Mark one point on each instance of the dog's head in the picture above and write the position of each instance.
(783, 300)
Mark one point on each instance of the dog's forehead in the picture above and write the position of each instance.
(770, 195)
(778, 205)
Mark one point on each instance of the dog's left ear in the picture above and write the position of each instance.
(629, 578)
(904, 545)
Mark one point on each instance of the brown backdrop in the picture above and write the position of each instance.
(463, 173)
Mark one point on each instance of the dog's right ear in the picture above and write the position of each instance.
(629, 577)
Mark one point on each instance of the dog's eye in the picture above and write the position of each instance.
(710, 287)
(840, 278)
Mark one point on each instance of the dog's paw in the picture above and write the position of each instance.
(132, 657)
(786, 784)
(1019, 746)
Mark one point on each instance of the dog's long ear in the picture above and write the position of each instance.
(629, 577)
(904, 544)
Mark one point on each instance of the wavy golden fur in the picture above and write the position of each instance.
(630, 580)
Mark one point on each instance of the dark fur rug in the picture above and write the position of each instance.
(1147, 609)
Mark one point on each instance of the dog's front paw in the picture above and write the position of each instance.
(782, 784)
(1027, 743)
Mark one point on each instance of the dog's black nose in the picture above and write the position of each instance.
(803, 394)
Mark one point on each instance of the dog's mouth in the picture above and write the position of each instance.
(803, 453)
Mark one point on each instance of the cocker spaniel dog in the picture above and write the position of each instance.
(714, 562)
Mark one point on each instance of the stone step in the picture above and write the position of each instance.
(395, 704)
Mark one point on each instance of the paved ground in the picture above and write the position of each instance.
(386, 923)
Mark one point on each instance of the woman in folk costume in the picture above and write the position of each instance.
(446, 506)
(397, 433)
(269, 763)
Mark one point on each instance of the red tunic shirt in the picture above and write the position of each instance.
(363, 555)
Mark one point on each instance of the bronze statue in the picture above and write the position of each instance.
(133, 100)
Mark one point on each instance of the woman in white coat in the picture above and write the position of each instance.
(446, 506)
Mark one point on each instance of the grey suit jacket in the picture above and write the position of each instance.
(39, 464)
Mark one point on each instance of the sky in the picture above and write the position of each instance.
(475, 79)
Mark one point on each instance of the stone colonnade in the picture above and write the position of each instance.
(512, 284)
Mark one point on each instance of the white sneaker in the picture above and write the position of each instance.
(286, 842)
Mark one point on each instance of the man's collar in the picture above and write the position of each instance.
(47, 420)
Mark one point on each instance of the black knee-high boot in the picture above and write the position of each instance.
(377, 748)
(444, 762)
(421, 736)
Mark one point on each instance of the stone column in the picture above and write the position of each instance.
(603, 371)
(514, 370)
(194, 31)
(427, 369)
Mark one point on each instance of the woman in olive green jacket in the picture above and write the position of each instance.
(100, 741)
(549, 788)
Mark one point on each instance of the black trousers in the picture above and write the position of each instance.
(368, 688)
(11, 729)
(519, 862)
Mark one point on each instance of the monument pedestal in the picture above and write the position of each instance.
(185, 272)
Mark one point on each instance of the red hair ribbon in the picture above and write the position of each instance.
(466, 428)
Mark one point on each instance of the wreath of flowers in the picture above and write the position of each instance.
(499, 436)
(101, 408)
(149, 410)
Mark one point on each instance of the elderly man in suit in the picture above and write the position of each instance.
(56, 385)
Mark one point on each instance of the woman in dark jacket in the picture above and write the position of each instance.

■ **Task objective**: Reproduce word for word the stretch of the items above from the line containing "Mark one point on each instance of the elderly" through the end of the items.

■ **Result**:
Mark one point on each instance of the elderly man in suit in the picture above and write the position of each instance.
(56, 385)
Mark one point on each instance of the woman in dark jacket in the picture above and write the position of each instance.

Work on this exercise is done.